Required work: Can you echo, word for word, the lines of the rows below that open with the line containing "wing and return the coordinates." and close with the line containing "(1073, 553)", both included?

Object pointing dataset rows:
# # # # #
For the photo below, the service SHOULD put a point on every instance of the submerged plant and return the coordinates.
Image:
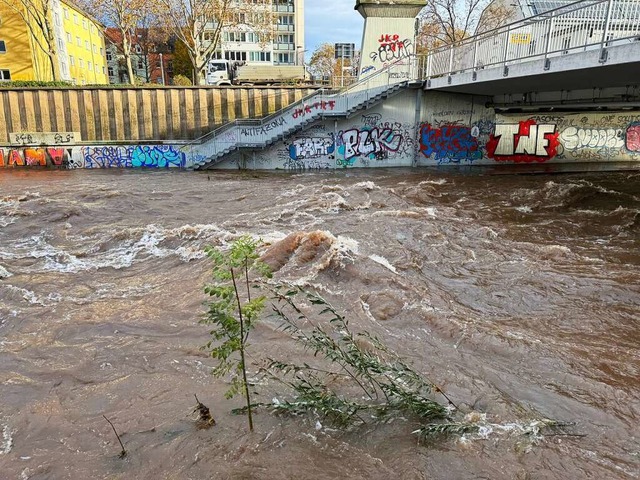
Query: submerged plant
(383, 382)
(232, 312)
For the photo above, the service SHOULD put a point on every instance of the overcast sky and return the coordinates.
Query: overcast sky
(331, 21)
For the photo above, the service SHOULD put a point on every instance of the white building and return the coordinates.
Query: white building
(285, 48)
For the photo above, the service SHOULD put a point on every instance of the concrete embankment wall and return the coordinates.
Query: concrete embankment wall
(136, 114)
(413, 128)
(448, 128)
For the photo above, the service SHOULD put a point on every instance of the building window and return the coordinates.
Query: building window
(260, 56)
(238, 56)
(285, 58)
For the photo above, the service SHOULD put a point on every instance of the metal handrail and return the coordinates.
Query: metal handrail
(318, 93)
(583, 25)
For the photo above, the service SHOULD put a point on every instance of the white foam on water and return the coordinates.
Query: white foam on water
(4, 273)
(367, 186)
(123, 255)
(384, 262)
(440, 181)
(32, 298)
(7, 440)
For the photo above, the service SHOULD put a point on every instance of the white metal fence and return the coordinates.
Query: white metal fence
(580, 26)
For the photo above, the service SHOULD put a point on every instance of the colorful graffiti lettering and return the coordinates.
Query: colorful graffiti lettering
(41, 157)
(633, 137)
(523, 142)
(146, 156)
(367, 69)
(573, 138)
(250, 132)
(371, 119)
(107, 157)
(157, 156)
(307, 148)
(449, 143)
(307, 109)
(391, 48)
(373, 142)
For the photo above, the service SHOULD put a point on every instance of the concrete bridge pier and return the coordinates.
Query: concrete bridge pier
(390, 28)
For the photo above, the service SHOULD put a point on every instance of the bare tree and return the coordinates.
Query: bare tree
(127, 16)
(199, 25)
(38, 17)
(449, 21)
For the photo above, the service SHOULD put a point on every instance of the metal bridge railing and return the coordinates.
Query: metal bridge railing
(580, 26)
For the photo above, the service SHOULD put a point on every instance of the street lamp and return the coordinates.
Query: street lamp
(162, 70)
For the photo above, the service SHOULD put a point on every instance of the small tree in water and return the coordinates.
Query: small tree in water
(233, 312)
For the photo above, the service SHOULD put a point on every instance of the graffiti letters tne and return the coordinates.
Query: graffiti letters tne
(523, 142)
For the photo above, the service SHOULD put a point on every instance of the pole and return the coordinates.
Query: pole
(162, 69)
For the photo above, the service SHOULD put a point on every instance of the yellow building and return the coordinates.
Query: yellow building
(79, 43)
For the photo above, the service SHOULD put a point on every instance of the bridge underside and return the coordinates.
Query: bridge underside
(576, 71)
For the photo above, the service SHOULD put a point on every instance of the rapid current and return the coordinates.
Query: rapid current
(518, 295)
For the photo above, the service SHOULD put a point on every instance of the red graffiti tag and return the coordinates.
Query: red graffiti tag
(524, 142)
(391, 41)
(633, 137)
(307, 109)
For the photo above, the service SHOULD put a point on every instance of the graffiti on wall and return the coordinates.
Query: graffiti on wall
(42, 157)
(450, 143)
(141, 156)
(632, 137)
(525, 141)
(375, 143)
(593, 136)
(255, 131)
(311, 147)
(392, 48)
(307, 109)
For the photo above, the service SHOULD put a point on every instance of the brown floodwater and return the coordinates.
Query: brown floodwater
(519, 295)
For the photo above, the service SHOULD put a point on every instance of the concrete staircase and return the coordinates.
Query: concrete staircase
(212, 149)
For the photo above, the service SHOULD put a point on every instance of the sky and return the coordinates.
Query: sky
(331, 21)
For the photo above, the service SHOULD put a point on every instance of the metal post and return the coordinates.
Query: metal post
(548, 42)
(162, 70)
(607, 24)
(506, 47)
(475, 53)
(451, 60)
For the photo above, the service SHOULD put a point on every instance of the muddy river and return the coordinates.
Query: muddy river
(518, 294)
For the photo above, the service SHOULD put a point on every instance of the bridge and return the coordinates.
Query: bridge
(581, 55)
(583, 45)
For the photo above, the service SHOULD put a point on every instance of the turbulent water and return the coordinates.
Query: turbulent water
(519, 295)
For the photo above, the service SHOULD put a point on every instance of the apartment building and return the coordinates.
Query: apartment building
(79, 44)
(286, 47)
(151, 57)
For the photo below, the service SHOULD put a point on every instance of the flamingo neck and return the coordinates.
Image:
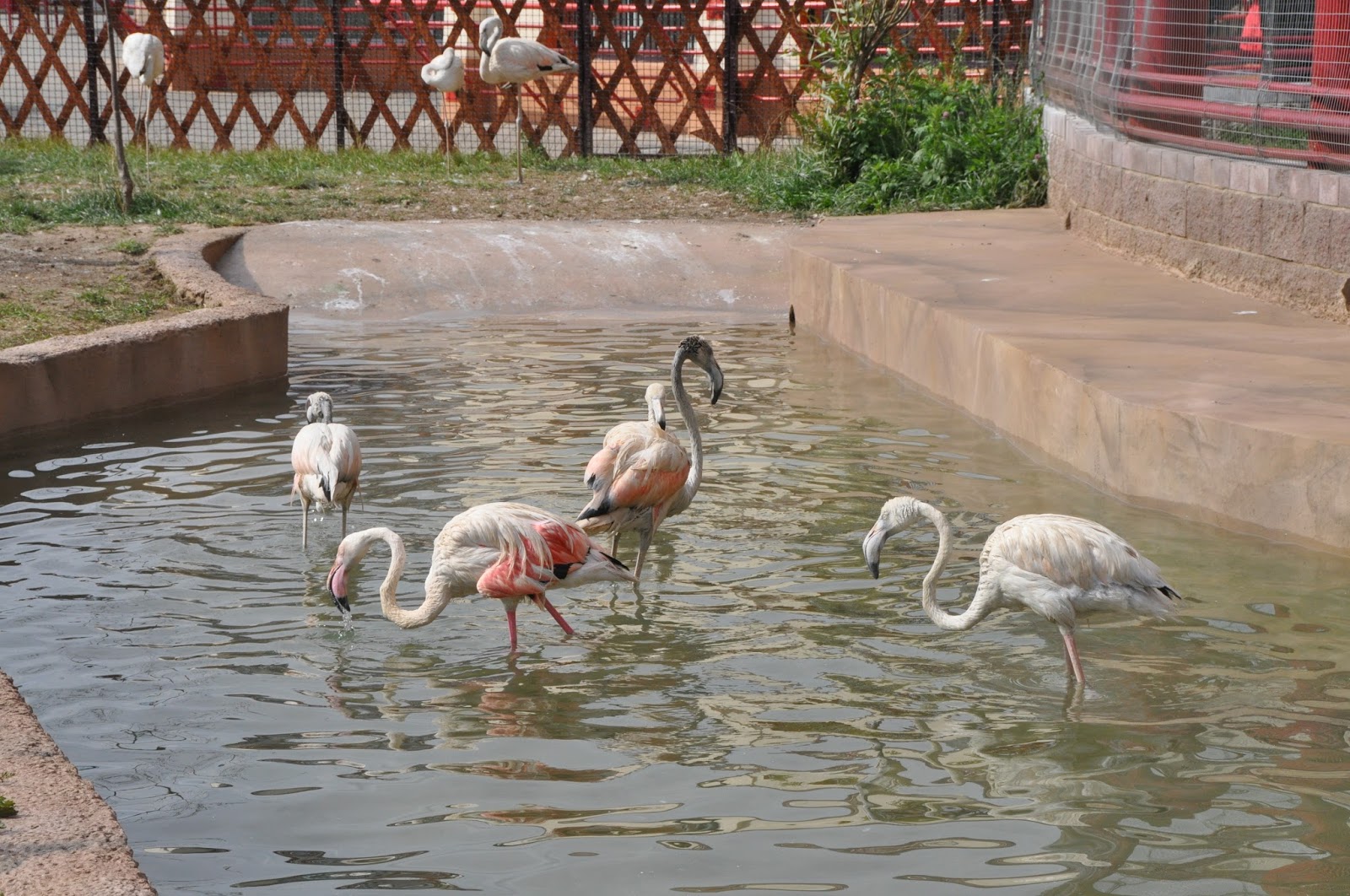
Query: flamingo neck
(980, 605)
(695, 439)
(431, 605)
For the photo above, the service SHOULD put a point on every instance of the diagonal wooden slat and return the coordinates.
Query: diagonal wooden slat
(267, 67)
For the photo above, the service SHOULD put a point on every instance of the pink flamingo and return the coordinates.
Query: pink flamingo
(641, 475)
(506, 551)
(516, 61)
(327, 463)
(1059, 567)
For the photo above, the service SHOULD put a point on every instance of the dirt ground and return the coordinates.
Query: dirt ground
(73, 279)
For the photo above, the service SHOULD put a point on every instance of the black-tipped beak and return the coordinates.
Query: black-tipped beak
(339, 599)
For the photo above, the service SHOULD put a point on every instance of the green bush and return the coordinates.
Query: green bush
(888, 137)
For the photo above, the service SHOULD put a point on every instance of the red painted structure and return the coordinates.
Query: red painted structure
(1269, 78)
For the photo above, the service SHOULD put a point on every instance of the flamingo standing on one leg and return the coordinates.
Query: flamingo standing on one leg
(516, 61)
(506, 551)
(445, 73)
(650, 478)
(143, 58)
(327, 461)
(1060, 567)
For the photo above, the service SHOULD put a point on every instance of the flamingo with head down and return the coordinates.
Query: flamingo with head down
(506, 551)
(1059, 567)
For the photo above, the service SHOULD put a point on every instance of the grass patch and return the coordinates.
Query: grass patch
(132, 247)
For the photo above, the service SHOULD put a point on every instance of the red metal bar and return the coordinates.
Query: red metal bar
(1330, 69)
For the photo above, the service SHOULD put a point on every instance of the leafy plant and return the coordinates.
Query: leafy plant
(884, 135)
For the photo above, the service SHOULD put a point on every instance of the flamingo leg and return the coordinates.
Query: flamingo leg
(520, 175)
(558, 617)
(645, 540)
(510, 623)
(1071, 653)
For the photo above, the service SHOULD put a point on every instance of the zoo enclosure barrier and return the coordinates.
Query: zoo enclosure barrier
(656, 76)
(1266, 78)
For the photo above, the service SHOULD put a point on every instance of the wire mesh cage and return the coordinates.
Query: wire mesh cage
(1266, 78)
(655, 77)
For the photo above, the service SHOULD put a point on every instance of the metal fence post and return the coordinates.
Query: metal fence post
(339, 50)
(585, 123)
(92, 62)
(731, 74)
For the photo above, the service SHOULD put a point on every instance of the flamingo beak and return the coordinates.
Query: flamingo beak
(338, 586)
(872, 551)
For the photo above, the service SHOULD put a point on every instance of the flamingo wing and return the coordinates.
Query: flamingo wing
(524, 60)
(652, 478)
(1073, 553)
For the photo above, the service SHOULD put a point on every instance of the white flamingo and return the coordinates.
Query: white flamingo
(506, 551)
(1059, 567)
(516, 61)
(445, 73)
(327, 461)
(645, 478)
(143, 58)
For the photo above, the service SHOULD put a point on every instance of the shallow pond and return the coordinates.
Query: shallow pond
(760, 717)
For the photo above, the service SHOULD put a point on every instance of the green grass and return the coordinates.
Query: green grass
(132, 247)
(49, 182)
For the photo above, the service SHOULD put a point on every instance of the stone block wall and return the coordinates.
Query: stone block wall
(1264, 229)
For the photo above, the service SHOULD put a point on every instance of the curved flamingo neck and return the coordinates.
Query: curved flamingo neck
(695, 438)
(980, 605)
(431, 605)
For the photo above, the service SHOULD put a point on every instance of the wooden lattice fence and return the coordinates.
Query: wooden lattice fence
(658, 76)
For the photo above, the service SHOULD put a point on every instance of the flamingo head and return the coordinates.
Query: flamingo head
(699, 351)
(656, 404)
(489, 33)
(319, 408)
(895, 517)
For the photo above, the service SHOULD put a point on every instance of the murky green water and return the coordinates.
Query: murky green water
(764, 717)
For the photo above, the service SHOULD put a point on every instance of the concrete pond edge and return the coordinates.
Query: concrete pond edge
(236, 337)
(64, 837)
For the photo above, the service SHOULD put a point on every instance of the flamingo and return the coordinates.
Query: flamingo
(327, 461)
(1060, 567)
(445, 73)
(516, 61)
(143, 58)
(643, 477)
(505, 551)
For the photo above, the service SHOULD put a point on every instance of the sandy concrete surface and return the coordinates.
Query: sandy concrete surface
(1167, 391)
(346, 270)
(64, 841)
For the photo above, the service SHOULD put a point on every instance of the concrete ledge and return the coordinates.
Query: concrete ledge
(65, 839)
(236, 339)
(1257, 227)
(1163, 391)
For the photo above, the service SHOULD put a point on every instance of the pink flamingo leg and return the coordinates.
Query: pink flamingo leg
(558, 617)
(510, 623)
(1071, 652)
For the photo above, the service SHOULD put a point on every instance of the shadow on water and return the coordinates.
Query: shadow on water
(758, 715)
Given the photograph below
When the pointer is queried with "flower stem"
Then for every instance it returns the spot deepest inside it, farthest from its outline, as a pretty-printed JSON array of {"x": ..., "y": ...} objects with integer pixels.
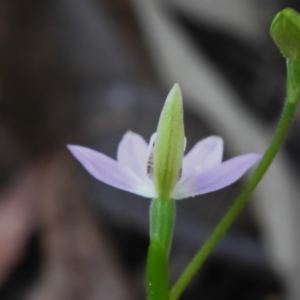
[
  {"x": 162, "y": 217},
  {"x": 238, "y": 205}
]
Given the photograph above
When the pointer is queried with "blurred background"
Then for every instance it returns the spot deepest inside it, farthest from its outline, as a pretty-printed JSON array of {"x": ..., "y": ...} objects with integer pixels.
[{"x": 85, "y": 72}]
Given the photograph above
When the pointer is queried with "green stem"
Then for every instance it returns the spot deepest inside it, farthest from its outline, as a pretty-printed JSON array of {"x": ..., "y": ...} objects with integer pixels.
[
  {"x": 162, "y": 217},
  {"x": 238, "y": 205}
]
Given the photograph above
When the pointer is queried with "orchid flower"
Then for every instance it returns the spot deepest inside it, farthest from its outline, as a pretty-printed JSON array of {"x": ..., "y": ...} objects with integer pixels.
[{"x": 137, "y": 168}]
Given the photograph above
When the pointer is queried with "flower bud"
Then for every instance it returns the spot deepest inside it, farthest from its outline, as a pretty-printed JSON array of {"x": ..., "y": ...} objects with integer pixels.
[
  {"x": 169, "y": 144},
  {"x": 285, "y": 31}
]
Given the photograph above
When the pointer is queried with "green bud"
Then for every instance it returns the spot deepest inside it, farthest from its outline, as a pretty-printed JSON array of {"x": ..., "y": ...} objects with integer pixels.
[
  {"x": 285, "y": 31},
  {"x": 169, "y": 144}
]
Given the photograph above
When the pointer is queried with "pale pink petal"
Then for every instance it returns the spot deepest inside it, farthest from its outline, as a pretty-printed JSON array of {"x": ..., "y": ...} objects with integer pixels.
[
  {"x": 204, "y": 155},
  {"x": 132, "y": 153},
  {"x": 110, "y": 172},
  {"x": 217, "y": 177}
]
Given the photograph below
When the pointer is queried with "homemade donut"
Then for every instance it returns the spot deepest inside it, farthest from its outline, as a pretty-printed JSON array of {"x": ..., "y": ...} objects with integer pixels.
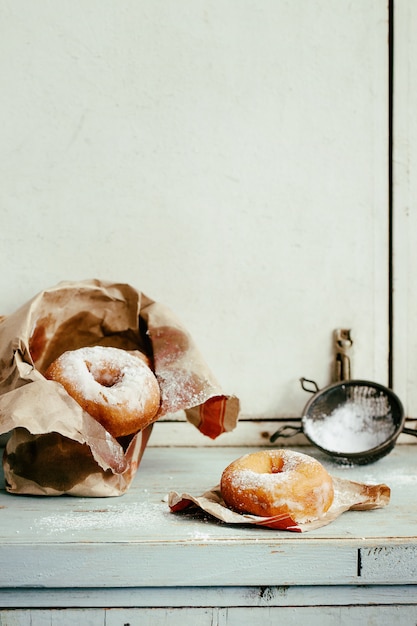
[
  {"x": 115, "y": 387},
  {"x": 278, "y": 483}
]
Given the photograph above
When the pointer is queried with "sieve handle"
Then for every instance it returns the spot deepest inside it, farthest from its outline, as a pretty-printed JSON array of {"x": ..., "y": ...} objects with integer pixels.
[
  {"x": 409, "y": 431},
  {"x": 303, "y": 382},
  {"x": 285, "y": 432}
]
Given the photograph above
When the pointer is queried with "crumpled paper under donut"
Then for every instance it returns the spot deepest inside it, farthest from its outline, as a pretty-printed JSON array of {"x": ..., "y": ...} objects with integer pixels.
[
  {"x": 56, "y": 447},
  {"x": 349, "y": 495}
]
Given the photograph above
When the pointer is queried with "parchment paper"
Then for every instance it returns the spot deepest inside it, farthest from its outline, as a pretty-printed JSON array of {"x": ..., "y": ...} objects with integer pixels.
[{"x": 349, "y": 495}]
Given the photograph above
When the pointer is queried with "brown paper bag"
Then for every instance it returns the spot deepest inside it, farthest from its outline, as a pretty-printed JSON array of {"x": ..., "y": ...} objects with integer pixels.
[{"x": 55, "y": 447}]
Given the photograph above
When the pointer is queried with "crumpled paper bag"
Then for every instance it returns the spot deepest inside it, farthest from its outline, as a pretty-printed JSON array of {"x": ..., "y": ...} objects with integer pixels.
[
  {"x": 348, "y": 495},
  {"x": 55, "y": 447}
]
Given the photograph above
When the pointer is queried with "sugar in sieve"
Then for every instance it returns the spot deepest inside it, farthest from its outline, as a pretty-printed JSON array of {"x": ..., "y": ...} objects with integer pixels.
[{"x": 353, "y": 421}]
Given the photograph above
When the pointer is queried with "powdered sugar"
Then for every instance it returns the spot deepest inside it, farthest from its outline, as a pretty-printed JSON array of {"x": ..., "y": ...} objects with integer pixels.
[
  {"x": 134, "y": 516},
  {"x": 102, "y": 373},
  {"x": 352, "y": 427}
]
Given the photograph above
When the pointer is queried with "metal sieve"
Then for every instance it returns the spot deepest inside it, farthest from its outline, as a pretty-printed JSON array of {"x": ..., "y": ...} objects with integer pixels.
[{"x": 353, "y": 421}]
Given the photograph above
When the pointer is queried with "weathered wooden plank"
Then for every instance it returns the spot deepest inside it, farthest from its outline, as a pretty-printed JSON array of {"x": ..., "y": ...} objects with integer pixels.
[
  {"x": 223, "y": 596},
  {"x": 175, "y": 564},
  {"x": 135, "y": 541},
  {"x": 294, "y": 616},
  {"x": 380, "y": 562}
]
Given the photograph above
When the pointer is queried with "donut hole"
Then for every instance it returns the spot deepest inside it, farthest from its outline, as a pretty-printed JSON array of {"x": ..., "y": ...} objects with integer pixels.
[
  {"x": 104, "y": 376},
  {"x": 277, "y": 466}
]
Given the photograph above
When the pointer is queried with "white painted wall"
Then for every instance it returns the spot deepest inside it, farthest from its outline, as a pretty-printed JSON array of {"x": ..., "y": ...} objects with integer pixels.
[
  {"x": 228, "y": 158},
  {"x": 405, "y": 204}
]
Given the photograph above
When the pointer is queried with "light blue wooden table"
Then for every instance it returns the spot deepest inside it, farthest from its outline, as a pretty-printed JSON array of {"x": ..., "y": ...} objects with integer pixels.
[{"x": 129, "y": 560}]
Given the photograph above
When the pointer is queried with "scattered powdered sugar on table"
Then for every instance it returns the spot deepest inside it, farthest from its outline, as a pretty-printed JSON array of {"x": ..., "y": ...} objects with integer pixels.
[
  {"x": 352, "y": 427},
  {"x": 134, "y": 516}
]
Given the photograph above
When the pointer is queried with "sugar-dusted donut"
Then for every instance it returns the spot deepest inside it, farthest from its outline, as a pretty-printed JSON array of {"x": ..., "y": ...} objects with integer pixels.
[
  {"x": 278, "y": 482},
  {"x": 114, "y": 386}
]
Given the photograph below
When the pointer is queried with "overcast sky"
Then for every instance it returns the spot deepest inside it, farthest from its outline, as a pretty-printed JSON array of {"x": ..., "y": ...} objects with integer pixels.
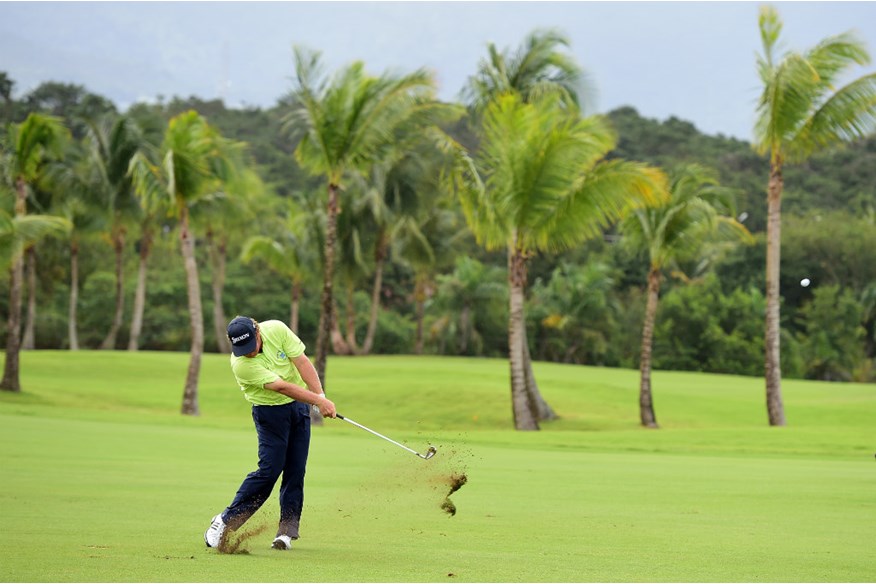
# # # # #
Task result:
For the photo above, the service SHOULD put a point on every instance of the flamingo wing and return the coordinates.
Query: flamingo wing
(524, 60)
(652, 478)
(1073, 553)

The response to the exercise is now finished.